##### Data listing
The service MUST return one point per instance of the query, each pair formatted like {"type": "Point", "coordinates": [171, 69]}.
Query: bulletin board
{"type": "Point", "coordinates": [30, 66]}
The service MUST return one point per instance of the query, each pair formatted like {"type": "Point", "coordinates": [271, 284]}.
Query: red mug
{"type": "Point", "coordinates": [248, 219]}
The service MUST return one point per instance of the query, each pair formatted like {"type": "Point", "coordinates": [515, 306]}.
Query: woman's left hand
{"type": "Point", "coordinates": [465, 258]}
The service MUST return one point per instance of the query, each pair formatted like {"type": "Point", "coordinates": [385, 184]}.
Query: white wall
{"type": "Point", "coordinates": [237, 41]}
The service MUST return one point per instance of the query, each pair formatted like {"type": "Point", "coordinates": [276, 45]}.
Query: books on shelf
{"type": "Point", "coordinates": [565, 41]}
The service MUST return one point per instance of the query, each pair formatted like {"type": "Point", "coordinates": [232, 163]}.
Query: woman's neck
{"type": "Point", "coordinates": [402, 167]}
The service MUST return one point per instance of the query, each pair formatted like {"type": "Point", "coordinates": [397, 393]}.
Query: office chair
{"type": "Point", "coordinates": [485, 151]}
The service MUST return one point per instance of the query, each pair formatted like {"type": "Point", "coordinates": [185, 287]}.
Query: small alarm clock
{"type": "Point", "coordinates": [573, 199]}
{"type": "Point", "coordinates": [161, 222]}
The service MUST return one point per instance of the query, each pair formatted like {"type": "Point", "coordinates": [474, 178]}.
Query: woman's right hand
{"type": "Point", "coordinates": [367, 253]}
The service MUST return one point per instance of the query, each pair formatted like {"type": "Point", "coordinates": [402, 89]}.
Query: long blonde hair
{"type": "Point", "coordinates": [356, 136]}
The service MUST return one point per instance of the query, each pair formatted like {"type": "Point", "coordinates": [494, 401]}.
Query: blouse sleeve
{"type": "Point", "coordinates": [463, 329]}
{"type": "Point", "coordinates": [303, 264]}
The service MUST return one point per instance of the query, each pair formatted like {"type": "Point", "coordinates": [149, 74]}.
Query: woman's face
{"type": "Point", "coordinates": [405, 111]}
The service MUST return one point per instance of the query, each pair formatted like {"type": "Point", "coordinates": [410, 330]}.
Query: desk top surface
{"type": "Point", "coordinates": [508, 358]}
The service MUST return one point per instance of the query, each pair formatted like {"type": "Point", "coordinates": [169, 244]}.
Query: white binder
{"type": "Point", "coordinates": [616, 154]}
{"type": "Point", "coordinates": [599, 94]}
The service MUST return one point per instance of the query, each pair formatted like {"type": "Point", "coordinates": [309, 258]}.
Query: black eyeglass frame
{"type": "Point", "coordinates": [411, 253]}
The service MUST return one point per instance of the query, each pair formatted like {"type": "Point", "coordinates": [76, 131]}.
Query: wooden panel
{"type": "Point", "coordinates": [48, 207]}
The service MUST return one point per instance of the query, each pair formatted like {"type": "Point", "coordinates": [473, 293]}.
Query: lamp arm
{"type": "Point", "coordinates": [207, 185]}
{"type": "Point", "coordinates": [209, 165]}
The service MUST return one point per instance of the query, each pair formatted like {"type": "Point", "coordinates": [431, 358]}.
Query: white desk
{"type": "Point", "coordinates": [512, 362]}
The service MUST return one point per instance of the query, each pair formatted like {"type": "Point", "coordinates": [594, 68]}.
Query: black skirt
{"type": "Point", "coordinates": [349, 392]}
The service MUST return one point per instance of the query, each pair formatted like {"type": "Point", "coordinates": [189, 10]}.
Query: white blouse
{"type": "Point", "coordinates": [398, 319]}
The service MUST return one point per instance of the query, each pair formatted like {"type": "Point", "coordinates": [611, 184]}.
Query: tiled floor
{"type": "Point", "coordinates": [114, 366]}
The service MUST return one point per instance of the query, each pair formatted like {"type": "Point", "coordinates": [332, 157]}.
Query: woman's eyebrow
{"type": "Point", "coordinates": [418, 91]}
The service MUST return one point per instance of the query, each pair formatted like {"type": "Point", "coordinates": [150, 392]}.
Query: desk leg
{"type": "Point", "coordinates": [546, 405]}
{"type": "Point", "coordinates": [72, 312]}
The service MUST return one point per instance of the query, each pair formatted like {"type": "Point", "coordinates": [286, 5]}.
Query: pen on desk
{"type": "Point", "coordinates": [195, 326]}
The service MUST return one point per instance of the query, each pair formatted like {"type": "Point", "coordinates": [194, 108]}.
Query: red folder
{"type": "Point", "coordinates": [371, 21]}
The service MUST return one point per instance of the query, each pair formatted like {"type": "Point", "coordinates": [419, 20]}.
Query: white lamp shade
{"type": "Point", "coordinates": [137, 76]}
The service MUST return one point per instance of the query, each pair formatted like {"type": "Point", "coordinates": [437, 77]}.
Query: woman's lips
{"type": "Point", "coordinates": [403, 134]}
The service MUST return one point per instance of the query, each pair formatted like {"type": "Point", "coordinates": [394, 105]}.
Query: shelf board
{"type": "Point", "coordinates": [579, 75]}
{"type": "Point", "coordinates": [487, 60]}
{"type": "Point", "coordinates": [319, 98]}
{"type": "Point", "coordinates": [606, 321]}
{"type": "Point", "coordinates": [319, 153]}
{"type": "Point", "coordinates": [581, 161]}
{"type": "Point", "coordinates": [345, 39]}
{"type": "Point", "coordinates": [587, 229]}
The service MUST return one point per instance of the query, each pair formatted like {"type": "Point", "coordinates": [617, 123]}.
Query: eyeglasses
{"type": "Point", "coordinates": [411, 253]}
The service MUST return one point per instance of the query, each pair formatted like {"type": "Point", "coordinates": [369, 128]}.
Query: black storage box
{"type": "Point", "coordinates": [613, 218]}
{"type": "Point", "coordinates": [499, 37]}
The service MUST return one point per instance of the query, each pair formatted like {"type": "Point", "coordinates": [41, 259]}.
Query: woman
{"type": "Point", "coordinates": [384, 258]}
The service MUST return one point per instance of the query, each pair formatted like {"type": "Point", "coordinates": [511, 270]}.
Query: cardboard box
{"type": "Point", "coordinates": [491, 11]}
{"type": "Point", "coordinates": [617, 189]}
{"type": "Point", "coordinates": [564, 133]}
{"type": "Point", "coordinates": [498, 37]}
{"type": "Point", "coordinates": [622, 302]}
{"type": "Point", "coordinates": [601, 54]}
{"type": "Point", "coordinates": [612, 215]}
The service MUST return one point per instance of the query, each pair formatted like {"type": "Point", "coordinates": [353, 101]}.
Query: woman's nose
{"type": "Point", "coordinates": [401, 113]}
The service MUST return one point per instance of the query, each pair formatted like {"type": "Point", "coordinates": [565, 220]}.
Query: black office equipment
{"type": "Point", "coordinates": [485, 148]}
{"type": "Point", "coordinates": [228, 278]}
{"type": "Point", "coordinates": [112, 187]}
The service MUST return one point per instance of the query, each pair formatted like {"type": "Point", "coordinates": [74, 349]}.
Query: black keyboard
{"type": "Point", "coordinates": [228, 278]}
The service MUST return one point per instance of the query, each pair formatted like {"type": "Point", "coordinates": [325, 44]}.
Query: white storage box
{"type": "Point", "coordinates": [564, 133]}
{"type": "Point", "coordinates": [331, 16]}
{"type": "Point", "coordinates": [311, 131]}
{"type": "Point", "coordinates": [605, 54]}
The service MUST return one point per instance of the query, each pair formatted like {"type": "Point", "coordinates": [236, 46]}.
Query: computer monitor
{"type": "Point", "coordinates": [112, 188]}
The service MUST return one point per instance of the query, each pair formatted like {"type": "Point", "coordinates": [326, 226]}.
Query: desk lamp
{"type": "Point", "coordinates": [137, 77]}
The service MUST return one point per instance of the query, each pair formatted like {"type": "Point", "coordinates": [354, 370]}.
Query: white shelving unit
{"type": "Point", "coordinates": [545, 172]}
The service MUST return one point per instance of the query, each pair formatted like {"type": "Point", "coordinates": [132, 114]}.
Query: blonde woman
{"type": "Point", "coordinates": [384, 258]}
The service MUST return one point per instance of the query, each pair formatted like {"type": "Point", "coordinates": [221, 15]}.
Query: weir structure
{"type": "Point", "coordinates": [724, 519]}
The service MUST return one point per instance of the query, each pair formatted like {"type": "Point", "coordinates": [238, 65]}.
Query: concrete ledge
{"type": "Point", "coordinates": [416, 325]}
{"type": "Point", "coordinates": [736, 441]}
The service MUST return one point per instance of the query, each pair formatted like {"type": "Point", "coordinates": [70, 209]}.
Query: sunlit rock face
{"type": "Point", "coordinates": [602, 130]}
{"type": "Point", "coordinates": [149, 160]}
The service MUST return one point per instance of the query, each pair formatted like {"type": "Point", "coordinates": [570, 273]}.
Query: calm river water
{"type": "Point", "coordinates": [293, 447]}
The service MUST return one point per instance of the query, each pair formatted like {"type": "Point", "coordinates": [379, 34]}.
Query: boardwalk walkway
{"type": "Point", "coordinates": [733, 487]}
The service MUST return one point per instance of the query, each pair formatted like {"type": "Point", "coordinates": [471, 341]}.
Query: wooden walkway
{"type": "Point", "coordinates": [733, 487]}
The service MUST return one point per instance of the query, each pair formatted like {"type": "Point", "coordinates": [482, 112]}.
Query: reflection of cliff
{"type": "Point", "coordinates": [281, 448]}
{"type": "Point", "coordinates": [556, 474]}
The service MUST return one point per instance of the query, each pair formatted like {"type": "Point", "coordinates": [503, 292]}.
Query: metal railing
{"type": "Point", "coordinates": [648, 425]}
##########
Exercise requirements =
Locate each line in the items above that contains the string "white", and copy those lines out. Matching is case-sensitive.

Solution for this problem =
Query: white wall
Query: white binder
Query: white desk
Query: white blouse
Query: white lamp shade
Query: white storage box
Query: white shelving unit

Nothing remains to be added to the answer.